> [Instructions for the task] Starting at the line that contains "Would you mind pointing to the birch" and ending at the last line of the records, write out those lines again, requests included. Multiply every coordinate in the answers by 1.6 and round each to a whole number, with halves rounding up.

> [Input data]
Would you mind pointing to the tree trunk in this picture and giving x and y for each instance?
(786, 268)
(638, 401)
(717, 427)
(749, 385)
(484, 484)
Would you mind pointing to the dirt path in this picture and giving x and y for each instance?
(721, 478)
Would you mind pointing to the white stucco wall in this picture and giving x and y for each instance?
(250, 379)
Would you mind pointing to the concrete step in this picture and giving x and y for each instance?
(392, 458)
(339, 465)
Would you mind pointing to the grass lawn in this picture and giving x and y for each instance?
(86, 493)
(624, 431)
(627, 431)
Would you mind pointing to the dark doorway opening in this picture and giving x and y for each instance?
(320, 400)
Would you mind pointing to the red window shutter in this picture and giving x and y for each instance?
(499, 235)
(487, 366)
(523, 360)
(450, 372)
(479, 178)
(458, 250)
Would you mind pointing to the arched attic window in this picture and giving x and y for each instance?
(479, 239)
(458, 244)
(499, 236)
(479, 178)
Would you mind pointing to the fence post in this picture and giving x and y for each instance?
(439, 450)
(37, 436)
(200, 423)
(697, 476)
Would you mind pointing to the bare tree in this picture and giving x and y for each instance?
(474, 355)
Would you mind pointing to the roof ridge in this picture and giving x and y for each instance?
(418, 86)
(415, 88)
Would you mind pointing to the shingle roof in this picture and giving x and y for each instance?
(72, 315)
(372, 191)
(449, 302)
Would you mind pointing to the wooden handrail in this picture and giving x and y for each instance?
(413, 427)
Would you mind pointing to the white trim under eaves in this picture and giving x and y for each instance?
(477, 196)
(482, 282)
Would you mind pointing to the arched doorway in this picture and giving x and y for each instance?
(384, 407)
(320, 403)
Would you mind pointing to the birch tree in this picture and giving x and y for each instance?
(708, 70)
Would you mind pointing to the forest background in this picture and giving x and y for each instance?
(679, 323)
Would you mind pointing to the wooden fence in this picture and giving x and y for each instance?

> [Right answer]
Would you mind pointing to the birch tree in this picture and giving x and y for each instance?
(1133, 112)
Would you mind pointing to the forest background in this picture and giving x and y for each instance?
(1086, 517)
Would you mind pointing to the wooden fence in this picture and giving x and y for each instance?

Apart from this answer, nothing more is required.